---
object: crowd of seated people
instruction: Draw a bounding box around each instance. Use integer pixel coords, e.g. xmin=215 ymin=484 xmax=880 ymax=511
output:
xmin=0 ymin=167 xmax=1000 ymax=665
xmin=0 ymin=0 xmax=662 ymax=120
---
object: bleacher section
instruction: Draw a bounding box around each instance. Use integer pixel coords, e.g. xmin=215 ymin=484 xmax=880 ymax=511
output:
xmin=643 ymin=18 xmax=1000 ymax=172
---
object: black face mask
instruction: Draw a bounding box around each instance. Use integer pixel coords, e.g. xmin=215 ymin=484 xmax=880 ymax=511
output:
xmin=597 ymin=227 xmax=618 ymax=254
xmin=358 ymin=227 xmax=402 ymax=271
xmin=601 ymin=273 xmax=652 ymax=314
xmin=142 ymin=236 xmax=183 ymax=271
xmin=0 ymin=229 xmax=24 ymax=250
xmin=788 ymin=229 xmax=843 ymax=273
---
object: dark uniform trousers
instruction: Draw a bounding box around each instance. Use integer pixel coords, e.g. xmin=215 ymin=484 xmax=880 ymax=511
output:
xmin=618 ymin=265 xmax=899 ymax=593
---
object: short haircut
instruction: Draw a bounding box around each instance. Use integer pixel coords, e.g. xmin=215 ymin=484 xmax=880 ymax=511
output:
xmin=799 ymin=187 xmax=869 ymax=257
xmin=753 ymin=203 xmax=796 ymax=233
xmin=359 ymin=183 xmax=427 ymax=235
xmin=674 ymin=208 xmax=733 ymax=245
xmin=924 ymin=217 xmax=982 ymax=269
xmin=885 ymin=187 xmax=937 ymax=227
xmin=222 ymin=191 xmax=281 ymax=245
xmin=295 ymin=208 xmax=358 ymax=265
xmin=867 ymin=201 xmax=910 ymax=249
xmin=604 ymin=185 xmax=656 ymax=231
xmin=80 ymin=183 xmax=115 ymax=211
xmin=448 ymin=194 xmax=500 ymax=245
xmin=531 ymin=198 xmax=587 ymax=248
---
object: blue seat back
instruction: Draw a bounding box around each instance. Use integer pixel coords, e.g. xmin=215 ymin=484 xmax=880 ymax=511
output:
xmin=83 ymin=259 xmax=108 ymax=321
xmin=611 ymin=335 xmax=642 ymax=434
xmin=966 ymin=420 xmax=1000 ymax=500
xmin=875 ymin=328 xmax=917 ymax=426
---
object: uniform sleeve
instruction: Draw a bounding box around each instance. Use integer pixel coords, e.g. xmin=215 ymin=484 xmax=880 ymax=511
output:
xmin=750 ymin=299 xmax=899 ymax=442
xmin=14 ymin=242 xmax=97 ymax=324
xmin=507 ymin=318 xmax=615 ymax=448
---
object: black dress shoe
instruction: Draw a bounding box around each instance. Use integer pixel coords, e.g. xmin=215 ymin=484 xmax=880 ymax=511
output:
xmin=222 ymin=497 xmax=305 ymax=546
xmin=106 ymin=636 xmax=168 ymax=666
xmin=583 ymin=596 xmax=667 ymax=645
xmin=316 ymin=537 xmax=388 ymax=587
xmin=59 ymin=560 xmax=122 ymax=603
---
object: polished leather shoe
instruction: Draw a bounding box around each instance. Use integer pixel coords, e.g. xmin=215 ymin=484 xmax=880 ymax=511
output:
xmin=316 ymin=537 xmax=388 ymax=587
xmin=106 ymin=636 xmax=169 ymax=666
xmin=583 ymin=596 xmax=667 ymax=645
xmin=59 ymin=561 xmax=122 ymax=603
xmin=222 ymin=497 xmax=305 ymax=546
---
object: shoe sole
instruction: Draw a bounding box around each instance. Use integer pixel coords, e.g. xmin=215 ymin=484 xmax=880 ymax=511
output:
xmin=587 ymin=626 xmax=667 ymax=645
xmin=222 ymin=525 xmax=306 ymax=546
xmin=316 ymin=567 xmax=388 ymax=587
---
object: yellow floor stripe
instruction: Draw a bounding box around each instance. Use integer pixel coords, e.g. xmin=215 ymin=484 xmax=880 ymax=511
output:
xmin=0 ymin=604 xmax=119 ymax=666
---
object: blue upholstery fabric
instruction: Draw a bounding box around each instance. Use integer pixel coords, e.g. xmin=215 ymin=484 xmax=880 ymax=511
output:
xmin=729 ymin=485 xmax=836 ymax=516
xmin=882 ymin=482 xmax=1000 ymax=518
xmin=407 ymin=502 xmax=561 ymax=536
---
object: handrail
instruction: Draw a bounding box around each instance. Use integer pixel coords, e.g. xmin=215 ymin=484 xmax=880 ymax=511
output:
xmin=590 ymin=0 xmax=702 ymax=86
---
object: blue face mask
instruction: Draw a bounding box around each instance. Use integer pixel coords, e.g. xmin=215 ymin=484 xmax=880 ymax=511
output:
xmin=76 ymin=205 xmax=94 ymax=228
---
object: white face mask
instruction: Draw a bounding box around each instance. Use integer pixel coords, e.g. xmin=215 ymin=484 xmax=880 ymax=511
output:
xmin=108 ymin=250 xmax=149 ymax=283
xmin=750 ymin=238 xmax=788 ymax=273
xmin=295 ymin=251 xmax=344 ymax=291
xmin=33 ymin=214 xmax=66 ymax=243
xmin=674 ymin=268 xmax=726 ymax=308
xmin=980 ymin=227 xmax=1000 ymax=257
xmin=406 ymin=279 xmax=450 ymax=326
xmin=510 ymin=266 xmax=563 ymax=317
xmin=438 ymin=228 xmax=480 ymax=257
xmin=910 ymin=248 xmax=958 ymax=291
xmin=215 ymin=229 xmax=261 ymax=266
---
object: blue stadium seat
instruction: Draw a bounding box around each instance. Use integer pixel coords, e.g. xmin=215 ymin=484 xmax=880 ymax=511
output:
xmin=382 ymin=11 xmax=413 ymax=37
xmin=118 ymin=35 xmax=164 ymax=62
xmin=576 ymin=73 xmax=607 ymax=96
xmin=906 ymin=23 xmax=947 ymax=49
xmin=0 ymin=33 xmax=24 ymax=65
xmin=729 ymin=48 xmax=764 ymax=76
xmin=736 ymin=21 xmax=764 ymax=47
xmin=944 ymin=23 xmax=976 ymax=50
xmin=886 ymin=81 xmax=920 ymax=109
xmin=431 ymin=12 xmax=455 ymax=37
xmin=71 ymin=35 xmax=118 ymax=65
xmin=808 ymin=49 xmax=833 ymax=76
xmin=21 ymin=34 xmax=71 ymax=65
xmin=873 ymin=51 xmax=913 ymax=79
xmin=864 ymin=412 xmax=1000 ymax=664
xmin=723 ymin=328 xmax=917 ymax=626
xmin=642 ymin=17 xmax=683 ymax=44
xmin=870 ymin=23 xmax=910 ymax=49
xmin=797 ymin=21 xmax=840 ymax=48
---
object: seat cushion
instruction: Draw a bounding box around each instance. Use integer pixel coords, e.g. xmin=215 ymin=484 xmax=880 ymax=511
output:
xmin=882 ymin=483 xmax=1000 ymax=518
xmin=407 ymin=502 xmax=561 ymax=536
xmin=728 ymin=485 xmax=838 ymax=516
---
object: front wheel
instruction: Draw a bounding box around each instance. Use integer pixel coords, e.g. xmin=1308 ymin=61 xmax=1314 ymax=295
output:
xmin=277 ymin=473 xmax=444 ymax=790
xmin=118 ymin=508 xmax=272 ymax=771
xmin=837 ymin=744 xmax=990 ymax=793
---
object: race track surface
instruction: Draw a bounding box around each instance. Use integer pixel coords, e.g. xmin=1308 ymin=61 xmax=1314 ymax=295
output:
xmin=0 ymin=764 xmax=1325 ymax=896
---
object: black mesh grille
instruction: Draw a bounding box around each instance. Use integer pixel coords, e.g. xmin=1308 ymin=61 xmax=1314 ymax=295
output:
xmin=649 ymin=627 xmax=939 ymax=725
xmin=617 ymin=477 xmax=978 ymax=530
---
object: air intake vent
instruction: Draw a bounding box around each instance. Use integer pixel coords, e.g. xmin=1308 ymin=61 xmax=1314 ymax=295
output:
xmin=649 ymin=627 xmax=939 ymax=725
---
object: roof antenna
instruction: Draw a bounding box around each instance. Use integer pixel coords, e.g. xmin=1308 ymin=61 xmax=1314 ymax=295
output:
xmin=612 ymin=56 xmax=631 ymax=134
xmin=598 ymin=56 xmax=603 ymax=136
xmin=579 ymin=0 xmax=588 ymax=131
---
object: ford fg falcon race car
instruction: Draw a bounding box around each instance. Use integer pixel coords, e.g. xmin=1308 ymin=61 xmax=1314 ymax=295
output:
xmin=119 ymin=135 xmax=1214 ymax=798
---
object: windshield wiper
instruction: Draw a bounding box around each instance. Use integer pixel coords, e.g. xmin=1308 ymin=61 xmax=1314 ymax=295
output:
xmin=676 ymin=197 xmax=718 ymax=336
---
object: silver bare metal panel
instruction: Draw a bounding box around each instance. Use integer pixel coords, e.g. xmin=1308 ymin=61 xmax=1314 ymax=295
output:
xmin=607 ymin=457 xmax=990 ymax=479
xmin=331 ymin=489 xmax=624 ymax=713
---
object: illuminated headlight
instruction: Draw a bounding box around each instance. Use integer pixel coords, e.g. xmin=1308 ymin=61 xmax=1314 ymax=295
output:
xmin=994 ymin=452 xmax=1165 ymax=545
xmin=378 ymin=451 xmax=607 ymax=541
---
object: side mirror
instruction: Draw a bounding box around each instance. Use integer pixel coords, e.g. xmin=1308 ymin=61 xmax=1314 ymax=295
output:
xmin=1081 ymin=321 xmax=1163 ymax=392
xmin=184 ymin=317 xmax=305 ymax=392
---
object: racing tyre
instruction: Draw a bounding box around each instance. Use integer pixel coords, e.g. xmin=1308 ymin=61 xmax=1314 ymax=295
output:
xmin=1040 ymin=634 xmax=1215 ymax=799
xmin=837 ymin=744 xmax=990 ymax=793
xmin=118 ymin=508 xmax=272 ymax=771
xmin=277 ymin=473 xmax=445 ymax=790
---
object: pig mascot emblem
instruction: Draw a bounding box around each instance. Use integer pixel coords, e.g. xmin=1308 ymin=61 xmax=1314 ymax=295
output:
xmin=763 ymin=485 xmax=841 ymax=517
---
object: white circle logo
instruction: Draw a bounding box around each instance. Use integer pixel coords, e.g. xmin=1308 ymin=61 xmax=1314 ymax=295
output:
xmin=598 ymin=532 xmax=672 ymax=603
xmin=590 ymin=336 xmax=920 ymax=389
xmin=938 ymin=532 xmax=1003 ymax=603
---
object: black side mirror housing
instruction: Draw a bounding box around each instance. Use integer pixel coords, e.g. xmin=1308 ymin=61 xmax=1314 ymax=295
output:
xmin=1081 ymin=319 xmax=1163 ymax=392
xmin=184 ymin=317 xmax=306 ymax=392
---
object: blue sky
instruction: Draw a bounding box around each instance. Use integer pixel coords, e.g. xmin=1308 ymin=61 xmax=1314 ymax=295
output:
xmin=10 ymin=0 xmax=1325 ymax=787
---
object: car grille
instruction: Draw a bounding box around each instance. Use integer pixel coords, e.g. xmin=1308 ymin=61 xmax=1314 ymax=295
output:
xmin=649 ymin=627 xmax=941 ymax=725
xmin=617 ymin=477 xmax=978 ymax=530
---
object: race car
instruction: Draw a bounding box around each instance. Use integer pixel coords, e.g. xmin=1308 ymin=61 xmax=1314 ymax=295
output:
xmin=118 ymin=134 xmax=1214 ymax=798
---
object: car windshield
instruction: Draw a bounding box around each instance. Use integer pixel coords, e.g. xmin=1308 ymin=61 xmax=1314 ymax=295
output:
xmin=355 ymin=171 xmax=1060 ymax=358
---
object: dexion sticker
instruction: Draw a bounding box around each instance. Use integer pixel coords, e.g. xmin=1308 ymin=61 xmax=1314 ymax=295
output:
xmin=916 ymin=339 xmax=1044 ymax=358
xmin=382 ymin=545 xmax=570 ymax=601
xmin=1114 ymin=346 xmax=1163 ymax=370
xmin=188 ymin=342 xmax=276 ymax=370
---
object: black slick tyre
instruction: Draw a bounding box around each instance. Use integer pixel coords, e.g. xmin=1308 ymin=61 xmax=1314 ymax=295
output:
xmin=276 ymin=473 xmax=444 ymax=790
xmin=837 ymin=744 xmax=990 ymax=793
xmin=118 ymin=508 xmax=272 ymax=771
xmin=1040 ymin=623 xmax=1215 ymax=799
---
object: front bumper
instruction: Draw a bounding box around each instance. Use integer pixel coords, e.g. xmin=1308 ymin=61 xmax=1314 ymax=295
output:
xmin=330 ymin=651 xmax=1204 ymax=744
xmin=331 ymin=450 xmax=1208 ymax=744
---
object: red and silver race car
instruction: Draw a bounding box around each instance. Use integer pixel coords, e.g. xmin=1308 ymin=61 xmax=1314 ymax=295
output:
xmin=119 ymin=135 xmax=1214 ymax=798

= = =

**TASK DETAILS**
Rewrite the rows from the start through the line containing "xmin=643 ymin=18 xmax=1000 ymax=172", changing "bleacher section" to "grandstand section" and keeping everything else the same.

**CORRECT OUTPUT**
---
object: crowd of seated people
instruction: Draw a bounding box around each instance. Use integer pixel coords, e.g. xmin=215 ymin=484 xmax=880 ymax=511
output:
xmin=0 ymin=167 xmax=1000 ymax=665
xmin=0 ymin=0 xmax=662 ymax=120
---
object: grandstand section
instruction: Draw a bounding box around each instance. Use integer pixel coords, e.g. xmin=215 ymin=484 xmax=880 ymax=511
output:
xmin=643 ymin=18 xmax=1000 ymax=172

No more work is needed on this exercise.